WHAT YOU HAVE TO DO -
Write out the part of the listing below that opens with the line containing "of the headlight" and closes with the line containing "point(595, 363)", including both of those lines, and change nothing in any line.

Dataset excerpt

■ ■ ■

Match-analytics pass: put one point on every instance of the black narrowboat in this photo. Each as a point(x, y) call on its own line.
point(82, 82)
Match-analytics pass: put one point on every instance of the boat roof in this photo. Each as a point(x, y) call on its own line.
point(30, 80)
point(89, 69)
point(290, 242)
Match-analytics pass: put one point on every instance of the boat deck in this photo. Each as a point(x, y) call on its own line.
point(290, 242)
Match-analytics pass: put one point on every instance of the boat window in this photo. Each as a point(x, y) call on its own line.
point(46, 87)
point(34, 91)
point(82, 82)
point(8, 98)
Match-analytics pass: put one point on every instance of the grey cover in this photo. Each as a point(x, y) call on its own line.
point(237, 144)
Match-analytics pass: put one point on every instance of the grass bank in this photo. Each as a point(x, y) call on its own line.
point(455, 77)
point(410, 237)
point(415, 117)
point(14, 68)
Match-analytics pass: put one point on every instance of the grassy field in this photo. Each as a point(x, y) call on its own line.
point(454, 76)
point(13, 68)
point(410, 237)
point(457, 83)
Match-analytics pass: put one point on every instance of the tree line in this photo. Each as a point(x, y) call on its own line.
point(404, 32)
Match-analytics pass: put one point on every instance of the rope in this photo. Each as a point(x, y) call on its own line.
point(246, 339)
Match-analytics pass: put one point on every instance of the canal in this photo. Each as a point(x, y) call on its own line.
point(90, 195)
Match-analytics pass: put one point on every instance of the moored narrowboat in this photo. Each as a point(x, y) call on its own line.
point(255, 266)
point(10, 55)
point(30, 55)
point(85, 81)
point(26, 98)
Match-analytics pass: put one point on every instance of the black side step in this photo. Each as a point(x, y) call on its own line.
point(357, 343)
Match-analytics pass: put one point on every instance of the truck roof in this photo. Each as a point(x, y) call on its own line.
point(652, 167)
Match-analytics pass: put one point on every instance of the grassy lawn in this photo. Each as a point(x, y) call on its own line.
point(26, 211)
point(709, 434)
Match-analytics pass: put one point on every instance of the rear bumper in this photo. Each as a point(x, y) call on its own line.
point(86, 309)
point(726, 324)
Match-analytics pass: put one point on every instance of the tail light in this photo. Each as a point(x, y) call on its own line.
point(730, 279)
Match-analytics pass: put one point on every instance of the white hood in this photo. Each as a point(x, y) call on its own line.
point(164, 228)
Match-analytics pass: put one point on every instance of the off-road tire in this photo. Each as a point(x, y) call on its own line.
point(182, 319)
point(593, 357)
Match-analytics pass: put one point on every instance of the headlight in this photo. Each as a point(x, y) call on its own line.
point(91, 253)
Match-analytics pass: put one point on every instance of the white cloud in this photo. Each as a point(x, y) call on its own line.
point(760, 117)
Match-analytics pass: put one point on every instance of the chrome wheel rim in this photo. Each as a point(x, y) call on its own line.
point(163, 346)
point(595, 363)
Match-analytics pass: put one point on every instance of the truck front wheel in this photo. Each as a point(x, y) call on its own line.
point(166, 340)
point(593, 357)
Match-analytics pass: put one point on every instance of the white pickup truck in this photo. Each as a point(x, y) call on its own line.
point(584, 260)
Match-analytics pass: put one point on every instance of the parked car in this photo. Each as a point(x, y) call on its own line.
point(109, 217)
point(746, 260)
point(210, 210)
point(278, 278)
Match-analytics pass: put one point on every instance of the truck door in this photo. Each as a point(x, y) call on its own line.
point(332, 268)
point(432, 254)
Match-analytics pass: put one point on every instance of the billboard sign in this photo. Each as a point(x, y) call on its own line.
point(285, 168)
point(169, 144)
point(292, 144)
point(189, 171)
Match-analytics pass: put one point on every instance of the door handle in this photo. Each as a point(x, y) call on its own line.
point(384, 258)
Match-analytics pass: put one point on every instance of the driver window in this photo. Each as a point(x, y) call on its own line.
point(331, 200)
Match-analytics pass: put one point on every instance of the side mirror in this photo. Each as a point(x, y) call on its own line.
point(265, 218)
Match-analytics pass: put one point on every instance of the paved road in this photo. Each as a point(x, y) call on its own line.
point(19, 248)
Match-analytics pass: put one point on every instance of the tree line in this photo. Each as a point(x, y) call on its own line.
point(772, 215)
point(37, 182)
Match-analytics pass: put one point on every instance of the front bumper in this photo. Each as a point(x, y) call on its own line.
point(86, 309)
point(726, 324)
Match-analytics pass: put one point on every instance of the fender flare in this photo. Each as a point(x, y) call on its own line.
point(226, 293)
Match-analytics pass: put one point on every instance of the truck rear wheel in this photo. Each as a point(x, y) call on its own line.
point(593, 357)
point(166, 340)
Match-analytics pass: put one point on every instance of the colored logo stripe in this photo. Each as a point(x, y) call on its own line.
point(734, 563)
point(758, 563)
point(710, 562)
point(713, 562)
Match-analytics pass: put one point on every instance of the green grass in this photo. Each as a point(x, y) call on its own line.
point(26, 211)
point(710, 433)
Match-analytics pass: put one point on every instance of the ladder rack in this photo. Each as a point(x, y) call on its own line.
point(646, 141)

■ ■ ■

WRITTEN RESPONSE -
Match-analytics pass: put one point on every instance of the headlight in this photo. Each as a point(x, y) call on its own line.
point(91, 253)
Match-analytics pass: put one point on every instance of the white cloud in this photo. Each as a point(x, y) call on its own line.
point(760, 117)
Match-analytics pass: put one point on every instance of the chrome wheel rim in this photo. Each as a point(x, y) call on its own line.
point(163, 346)
point(595, 363)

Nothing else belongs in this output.